TASK ITEM: Each line from the one containing "Target: eyebrow" to the end of the records should be copied exactly, and no other line.

------

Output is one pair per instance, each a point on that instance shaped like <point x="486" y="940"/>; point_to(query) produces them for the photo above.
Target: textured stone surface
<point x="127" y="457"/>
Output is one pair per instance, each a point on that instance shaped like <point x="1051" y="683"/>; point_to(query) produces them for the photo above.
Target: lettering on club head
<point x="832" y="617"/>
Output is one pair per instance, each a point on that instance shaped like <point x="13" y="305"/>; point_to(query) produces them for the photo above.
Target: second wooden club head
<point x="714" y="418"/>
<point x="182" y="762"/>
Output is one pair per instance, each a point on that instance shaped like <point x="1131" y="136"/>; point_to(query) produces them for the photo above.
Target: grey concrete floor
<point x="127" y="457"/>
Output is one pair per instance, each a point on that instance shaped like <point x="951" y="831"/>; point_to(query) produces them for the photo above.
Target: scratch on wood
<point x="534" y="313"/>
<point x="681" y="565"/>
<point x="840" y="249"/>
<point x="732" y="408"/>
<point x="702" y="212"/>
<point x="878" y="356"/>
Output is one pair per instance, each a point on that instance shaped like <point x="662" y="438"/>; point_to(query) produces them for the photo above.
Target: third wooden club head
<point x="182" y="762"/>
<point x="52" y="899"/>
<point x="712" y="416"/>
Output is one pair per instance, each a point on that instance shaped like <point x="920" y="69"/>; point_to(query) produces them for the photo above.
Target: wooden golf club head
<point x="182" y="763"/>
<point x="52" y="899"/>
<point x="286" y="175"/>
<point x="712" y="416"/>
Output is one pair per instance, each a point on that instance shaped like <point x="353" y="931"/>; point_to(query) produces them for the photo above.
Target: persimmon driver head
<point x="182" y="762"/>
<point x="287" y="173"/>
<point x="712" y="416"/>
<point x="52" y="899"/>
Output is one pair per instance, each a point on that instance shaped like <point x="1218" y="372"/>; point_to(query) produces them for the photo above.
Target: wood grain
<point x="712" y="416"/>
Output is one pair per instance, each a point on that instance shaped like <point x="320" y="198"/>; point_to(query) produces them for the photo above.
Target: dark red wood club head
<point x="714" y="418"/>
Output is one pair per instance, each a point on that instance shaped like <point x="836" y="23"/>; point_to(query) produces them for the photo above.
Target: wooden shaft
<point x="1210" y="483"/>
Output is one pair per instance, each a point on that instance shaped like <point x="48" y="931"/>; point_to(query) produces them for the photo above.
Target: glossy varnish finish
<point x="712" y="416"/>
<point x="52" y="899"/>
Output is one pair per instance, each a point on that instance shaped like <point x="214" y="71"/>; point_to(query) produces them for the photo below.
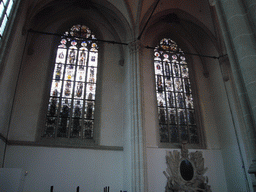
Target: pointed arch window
<point x="72" y="96"/>
<point x="176" y="111"/>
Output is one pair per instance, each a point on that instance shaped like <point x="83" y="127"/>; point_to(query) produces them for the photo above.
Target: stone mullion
<point x="138" y="175"/>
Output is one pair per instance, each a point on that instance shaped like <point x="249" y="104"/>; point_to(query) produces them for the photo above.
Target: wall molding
<point x="38" y="144"/>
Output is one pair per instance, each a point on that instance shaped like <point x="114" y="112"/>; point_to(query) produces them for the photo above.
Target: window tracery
<point x="175" y="102"/>
<point x="72" y="96"/>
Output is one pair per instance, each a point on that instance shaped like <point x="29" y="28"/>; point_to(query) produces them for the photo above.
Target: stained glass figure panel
<point x="72" y="96"/>
<point x="176" y="113"/>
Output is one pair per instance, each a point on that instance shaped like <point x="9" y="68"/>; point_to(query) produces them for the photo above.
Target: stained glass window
<point x="174" y="95"/>
<point x="5" y="12"/>
<point x="72" y="96"/>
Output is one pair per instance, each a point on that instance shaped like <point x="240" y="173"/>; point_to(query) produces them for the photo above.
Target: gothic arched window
<point x="72" y="97"/>
<point x="174" y="95"/>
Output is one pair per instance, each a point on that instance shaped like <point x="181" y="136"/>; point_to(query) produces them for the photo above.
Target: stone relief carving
<point x="185" y="172"/>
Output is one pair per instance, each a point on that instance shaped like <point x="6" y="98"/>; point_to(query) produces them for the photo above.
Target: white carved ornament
<point x="175" y="179"/>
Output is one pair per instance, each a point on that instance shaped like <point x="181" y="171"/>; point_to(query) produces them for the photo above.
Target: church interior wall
<point x="218" y="123"/>
<point x="91" y="168"/>
<point x="67" y="168"/>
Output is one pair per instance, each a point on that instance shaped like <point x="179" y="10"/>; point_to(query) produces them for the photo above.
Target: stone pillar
<point x="240" y="42"/>
<point x="137" y="141"/>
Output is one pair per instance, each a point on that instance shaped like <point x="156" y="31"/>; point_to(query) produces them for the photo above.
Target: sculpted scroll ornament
<point x="185" y="172"/>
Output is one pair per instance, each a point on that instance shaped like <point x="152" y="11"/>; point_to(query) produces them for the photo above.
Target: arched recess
<point x="37" y="67"/>
<point x="191" y="38"/>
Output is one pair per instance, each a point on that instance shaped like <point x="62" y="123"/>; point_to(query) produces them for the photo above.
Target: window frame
<point x="197" y="108"/>
<point x="70" y="142"/>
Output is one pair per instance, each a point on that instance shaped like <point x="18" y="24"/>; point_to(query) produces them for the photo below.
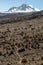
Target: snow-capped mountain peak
<point x="22" y="9"/>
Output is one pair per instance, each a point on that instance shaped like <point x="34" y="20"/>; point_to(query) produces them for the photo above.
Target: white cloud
<point x="31" y="5"/>
<point x="37" y="9"/>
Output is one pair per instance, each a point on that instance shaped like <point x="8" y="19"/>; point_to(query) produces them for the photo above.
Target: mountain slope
<point x="22" y="9"/>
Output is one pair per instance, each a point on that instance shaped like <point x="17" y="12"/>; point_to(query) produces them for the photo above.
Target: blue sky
<point x="6" y="4"/>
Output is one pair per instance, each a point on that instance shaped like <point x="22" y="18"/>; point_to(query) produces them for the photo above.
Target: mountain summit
<point x="22" y="9"/>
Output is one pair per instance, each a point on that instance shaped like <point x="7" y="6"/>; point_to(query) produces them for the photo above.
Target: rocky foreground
<point x="21" y="43"/>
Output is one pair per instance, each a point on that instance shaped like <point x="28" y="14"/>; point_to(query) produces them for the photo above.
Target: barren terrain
<point x="21" y="42"/>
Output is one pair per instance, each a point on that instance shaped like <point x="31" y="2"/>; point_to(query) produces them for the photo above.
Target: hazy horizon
<point x="6" y="4"/>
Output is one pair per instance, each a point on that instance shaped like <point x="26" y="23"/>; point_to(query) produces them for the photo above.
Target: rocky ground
<point x="21" y="43"/>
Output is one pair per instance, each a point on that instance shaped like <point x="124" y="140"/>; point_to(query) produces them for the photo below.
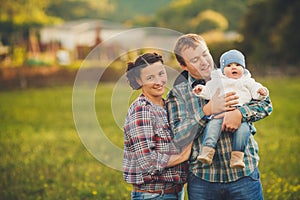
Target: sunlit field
<point x="42" y="156"/>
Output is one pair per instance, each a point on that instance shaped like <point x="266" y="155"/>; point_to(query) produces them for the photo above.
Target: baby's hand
<point x="197" y="89"/>
<point x="262" y="91"/>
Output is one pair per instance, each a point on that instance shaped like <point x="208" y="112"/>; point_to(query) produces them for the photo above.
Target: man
<point x="188" y="115"/>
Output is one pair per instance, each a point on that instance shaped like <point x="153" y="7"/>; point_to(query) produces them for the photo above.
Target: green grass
<point x="42" y="156"/>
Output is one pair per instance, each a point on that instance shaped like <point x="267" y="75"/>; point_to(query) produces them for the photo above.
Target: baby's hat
<point x="231" y="57"/>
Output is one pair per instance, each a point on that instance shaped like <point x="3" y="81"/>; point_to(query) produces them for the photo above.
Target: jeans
<point x="153" y="196"/>
<point x="246" y="188"/>
<point x="213" y="130"/>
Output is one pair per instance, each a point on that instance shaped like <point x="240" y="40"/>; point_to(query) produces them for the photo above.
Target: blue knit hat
<point x="232" y="56"/>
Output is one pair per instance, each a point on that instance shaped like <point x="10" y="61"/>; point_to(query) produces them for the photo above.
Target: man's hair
<point x="184" y="42"/>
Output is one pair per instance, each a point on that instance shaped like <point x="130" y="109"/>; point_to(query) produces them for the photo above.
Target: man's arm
<point x="250" y="112"/>
<point x="186" y="117"/>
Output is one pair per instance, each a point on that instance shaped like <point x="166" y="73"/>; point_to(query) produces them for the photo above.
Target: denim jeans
<point x="153" y="196"/>
<point x="246" y="188"/>
<point x="213" y="130"/>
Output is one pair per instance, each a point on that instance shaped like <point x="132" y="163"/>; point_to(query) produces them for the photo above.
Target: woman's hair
<point x="184" y="42"/>
<point x="133" y="71"/>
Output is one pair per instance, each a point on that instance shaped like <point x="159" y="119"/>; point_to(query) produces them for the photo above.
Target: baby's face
<point x="233" y="70"/>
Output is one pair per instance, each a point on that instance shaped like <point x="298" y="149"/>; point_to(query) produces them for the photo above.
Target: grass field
<point x="42" y="156"/>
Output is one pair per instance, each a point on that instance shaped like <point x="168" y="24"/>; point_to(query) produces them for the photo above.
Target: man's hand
<point x="220" y="103"/>
<point x="232" y="121"/>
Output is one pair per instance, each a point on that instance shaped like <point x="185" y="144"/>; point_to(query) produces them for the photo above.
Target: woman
<point x="152" y="164"/>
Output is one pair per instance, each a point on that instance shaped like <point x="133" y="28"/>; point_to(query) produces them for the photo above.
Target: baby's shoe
<point x="206" y="155"/>
<point x="237" y="159"/>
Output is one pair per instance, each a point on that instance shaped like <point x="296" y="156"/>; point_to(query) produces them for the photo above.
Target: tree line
<point x="269" y="29"/>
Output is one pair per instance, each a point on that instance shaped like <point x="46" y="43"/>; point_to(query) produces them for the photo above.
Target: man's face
<point x="199" y="62"/>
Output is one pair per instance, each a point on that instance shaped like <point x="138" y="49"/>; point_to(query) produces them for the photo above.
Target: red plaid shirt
<point x="148" y="147"/>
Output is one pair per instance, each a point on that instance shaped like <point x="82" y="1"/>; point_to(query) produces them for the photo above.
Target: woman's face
<point x="153" y="80"/>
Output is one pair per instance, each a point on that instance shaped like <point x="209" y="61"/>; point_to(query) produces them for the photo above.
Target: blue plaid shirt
<point x="187" y="123"/>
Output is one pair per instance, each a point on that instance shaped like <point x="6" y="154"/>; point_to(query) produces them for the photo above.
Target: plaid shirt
<point x="187" y="123"/>
<point x="148" y="147"/>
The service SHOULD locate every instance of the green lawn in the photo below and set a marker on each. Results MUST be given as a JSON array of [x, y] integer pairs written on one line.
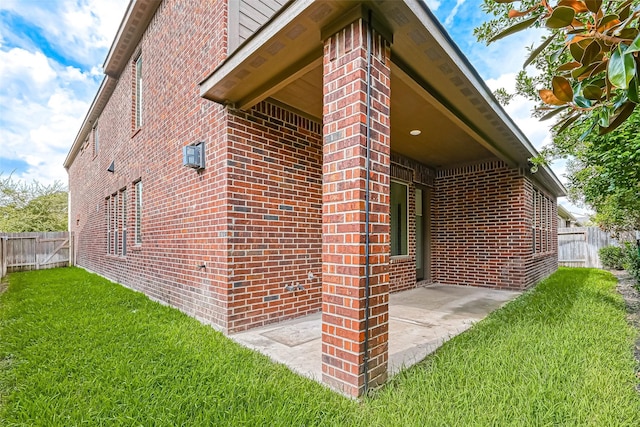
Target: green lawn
[[78, 349]]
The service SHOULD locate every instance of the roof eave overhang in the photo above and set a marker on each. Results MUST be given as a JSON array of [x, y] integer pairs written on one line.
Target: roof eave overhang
[[107, 87], [133, 25], [421, 48]]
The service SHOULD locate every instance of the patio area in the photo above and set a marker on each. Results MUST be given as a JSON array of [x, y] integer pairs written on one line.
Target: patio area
[[420, 321]]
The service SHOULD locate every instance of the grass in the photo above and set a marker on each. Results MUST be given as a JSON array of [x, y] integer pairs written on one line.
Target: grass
[[77, 349]]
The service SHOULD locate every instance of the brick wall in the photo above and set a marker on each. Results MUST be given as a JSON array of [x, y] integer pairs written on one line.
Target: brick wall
[[183, 219], [402, 269], [275, 216], [346, 351], [482, 228]]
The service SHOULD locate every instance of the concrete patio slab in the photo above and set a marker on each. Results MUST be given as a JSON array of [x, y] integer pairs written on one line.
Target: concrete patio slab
[[420, 321]]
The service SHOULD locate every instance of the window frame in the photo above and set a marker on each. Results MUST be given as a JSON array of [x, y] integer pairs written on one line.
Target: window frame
[[137, 92], [404, 251], [96, 139], [542, 223], [108, 212], [138, 213], [123, 202]]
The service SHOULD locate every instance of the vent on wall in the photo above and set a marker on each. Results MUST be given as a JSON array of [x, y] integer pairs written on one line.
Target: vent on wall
[[193, 155]]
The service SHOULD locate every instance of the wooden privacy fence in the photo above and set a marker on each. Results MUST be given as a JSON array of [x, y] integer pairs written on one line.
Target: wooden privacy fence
[[579, 246], [35, 251]]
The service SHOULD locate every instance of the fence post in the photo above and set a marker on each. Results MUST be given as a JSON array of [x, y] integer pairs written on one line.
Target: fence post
[[72, 253], [3, 257]]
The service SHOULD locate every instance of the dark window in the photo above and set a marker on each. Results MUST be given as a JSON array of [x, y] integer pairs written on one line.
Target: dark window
[[399, 219]]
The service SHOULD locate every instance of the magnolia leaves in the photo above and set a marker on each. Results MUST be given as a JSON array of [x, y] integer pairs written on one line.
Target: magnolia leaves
[[621, 69], [597, 59]]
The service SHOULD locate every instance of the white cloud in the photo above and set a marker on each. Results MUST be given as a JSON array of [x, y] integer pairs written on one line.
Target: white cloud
[[43, 100], [433, 4], [453, 13]]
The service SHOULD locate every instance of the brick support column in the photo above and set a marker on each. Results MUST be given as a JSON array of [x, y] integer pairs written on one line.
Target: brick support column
[[344, 210]]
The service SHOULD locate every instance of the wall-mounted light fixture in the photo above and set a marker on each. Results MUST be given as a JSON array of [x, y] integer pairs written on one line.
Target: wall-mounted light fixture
[[193, 155]]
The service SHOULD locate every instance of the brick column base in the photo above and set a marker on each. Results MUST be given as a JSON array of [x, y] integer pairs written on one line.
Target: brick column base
[[344, 350]]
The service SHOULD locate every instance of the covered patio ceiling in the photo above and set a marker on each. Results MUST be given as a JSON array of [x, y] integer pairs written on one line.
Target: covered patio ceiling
[[434, 89], [441, 142]]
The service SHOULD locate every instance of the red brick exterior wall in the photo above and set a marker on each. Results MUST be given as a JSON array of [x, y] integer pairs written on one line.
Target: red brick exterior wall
[[281, 199], [344, 351], [275, 216], [402, 269], [482, 228], [184, 211]]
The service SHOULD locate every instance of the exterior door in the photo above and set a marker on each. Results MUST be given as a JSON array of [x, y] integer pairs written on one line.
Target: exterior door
[[423, 226]]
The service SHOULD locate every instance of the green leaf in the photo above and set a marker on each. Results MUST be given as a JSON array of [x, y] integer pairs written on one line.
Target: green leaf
[[592, 92], [632, 93], [591, 53], [622, 68], [514, 28], [593, 5], [624, 113], [582, 102], [562, 16], [577, 51], [568, 121], [553, 113], [634, 46], [562, 89], [577, 5], [537, 50]]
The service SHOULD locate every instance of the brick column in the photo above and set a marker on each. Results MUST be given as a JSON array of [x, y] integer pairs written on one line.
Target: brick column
[[343, 230]]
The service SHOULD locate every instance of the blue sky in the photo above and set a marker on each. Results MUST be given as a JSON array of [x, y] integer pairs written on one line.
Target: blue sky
[[51, 53]]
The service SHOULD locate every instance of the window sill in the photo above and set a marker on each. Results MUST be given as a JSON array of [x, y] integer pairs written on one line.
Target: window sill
[[394, 259]]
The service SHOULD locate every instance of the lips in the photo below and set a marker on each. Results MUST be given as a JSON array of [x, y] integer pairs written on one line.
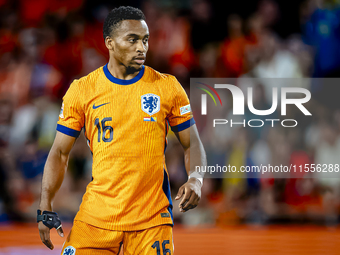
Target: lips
[[139, 60]]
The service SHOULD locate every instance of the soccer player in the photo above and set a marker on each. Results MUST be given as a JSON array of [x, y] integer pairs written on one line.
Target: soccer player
[[126, 109]]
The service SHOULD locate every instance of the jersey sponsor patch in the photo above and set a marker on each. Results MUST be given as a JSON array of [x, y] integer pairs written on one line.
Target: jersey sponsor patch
[[61, 114], [151, 103], [69, 250], [185, 109]]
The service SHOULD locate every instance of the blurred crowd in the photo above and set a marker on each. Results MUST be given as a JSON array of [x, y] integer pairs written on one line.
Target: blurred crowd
[[45, 45]]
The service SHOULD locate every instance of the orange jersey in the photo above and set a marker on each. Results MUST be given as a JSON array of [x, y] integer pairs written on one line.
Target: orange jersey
[[126, 124]]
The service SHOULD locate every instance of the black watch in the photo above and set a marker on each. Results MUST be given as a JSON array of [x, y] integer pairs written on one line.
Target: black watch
[[50, 219]]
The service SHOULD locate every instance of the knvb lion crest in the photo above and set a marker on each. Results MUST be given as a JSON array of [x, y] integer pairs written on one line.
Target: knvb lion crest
[[151, 103], [69, 250]]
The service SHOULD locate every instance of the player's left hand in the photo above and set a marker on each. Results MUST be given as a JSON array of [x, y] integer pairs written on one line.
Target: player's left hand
[[192, 194]]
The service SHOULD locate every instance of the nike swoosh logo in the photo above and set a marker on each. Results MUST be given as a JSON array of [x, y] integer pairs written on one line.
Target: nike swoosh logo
[[96, 107]]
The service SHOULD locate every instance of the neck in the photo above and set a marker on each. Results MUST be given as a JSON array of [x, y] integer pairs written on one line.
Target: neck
[[120, 71]]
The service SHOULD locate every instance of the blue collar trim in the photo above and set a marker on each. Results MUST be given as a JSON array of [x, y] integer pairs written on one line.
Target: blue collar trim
[[120, 81]]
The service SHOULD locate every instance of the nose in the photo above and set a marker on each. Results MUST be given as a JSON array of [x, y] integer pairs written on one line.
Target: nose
[[141, 47]]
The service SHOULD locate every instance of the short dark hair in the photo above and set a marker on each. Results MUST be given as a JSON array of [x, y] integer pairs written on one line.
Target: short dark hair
[[119, 14]]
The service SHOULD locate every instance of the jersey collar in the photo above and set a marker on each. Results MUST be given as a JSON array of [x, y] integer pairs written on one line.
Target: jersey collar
[[120, 81]]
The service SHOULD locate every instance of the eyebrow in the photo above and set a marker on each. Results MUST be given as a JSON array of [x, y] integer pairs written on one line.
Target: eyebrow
[[135, 35]]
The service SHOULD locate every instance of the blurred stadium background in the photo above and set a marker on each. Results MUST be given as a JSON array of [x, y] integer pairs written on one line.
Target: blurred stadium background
[[44, 45]]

------

ANSWER BOX:
Target: eyebrow
[[135, 35]]
The service SHOULD locate every instance of the blurred stadium background in the photo above and set a marker on each. Results MUST be given as a JSON array of [x, y] integer pairs written on one line.
Target: blurred stadium background
[[44, 45]]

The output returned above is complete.